_PROMPT:_
Print every line of the items below with no changes, but leave out the pictures.

Excerpts from a detection dataset:
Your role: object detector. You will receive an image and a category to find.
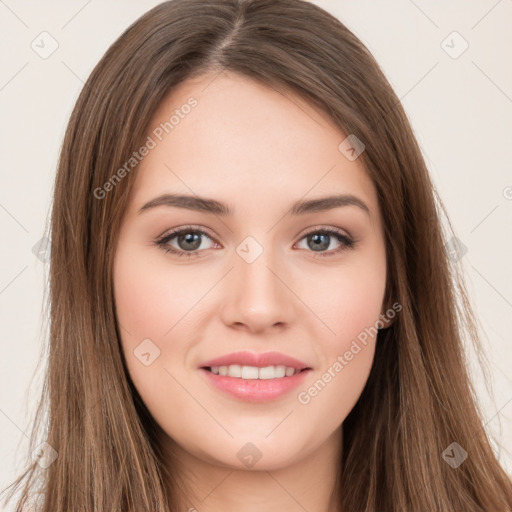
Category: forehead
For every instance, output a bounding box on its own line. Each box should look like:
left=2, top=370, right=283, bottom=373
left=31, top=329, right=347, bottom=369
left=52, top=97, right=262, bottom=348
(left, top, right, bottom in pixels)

_SOLUTION BELOW:_
Your role: object detector. You will receive an image and a category to find.
Category: forehead
For every instance, output a bounding box on its own line. Each box should look like:
left=2, top=370, right=283, bottom=373
left=31, top=329, right=347, bottom=369
left=52, top=97, right=262, bottom=348
(left, top, right, bottom in pixels)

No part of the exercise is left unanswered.